- **AIM OF THE EXERCISE**
Every picture is to be removed, and all the data is to be copied exactly.
[[ DATASET, beginning ]]
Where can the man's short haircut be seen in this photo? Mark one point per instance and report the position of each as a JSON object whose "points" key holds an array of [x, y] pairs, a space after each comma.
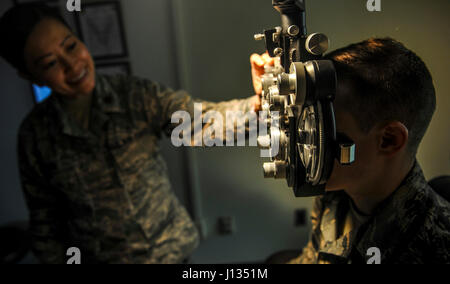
{"points": [[388, 82], [16, 26]]}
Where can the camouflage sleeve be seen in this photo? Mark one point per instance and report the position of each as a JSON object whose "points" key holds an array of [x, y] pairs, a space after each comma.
{"points": [[42, 205], [169, 102], [309, 253]]}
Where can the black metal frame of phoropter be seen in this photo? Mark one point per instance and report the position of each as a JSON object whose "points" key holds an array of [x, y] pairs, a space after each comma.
{"points": [[320, 91]]}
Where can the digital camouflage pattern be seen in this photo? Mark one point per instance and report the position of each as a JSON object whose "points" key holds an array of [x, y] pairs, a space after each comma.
{"points": [[106, 190], [412, 226]]}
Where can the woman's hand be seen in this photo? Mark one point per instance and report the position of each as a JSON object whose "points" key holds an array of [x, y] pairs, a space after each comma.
{"points": [[258, 62]]}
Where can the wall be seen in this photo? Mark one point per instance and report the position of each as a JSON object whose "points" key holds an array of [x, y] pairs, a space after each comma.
{"points": [[15, 102]]}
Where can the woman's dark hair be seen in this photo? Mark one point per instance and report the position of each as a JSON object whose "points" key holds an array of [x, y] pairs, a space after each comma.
{"points": [[16, 26]]}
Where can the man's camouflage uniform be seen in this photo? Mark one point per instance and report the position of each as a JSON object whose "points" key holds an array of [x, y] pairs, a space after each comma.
{"points": [[411, 226], [106, 190]]}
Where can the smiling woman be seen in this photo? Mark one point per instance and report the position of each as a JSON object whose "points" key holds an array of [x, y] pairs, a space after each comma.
{"points": [[90, 164], [56, 58]]}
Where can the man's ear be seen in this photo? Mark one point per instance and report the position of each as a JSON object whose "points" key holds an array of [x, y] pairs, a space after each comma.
{"points": [[394, 138]]}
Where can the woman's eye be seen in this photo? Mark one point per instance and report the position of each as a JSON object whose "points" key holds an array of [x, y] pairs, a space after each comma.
{"points": [[72, 46], [50, 65]]}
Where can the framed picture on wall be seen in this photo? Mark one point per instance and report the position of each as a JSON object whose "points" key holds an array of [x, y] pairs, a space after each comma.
{"points": [[60, 6], [113, 68], [101, 28]]}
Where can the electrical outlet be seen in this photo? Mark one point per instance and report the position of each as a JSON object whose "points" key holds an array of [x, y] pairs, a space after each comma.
{"points": [[226, 225], [300, 217]]}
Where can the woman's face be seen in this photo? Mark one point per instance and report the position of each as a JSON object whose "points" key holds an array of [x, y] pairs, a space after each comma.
{"points": [[56, 58]]}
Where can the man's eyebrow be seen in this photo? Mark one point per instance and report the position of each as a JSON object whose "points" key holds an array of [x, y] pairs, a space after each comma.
{"points": [[50, 54]]}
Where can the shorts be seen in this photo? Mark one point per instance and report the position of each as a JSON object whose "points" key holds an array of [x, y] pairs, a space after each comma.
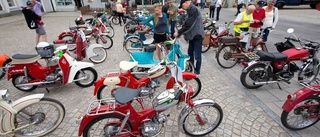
{"points": [[40, 30], [254, 32], [158, 38]]}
[[ DATASET, end ]]
- **RESPONSE**
Where can the man's short haircut be seen in this photo? Mark one point per instance and report the position of each as a JSON object whose "points" key holds an array of [x, y] pairs, a space after each comma.
{"points": [[388, 82], [16, 26]]}
Where can the camouflage sleeve be seen in this photo? Mark one point per instance and report the position of each as a JSON object whose "points" key holds an array of [x, y] pairs, a space after each comma.
{"points": [[42, 205], [169, 102], [309, 253]]}
Where can the black metal frame of phoropter be seen in this photo? Mark one point per instance and report the position of each as a JSON object whose "points" key holds an array of [x, y] pairs, a space after each comma.
{"points": [[320, 91]]}
Where can the digital camouflage pattern be seen in this photo? Mark one point per instance and report the position of each as a JSON object whose "points" key holds an array of [x, y] pairs, a space after each comma.
{"points": [[106, 190], [412, 226]]}
Where can the woman's hand be seen in this photo? Mark one point per instance and report the position of each as a JSON object whose "points" key holds an array of [x, y] pairs, a space after each comma.
{"points": [[258, 62]]}
Where can the wall be seen in this photo? Mark one point per instance and report the position of each as a JSON object whose "points" key holds an array of [x, y] pairs, a space after each comma.
{"points": [[15, 102]]}
Where can the woman's dark hair be seen in this photo? Mark one point per instance and report the position of each as a JSON object whose "points" key holds an array of [x, y] pairs, a space after each comma.
{"points": [[16, 26]]}
Where can the man's camouflage uniform be seen in this photo? Mark one point per instance and report the position of each as a JSON object whose "points" key holds an array of [x, y] pairs, a space after each comma.
{"points": [[411, 226], [106, 190]]}
Where can the smiling woman be seen in this photo? Mark one point per instance and report the position of each as a JSON object whose "points" key holds an array of [x, y] pairs, a space after each comma.
{"points": [[90, 164], [56, 58]]}
Where can the man's ear be seen in this photo? Mark one point per instance and report the position of each as a JSON object whose "points" key holds an array of [x, y] pairs, a space after each comma.
{"points": [[394, 138]]}
Where can the woman's eye be seen in this photo? Mark one point per instance and report the position of each as a JSON object whose "points" key holds an array of [x, y] pairs, a space after each comma.
{"points": [[72, 46], [50, 65]]}
Where can the framed picture on wall be seen in this photo? Mark one point per instance and report the position of each as a JSON object whose "points" key holds an array of [x, y] pairs, a space after each comma.
{"points": [[60, 6], [113, 68], [101, 28]]}
Where can the electrical outlet be seen in this photo? Mark one point per instance and report the position of each as a JSON object whose "points" key holds an array of [x, y] pairs, a space after each comma.
{"points": [[226, 225], [300, 217]]}
Where can the woman's face be seen in this photo? Mark one point per instance and report the position of each as a JSON object whose "points" key holds an array of [x, y] pairs, a space after each comma.
{"points": [[56, 58]]}
Where can the man's eyebrow be seen in this photo? Mark one point per instance and report the position of each as a JSON object whose "points" key holds an array of [x, y] pairs, a space after each comma.
{"points": [[50, 54]]}
Where can the shorts be seen in this photo? Mark one point per instance and report the position of each as a JSON object whose "points" key holds an array of [x, y] pairs, a space after each comma.
{"points": [[40, 30], [254, 32], [158, 38]]}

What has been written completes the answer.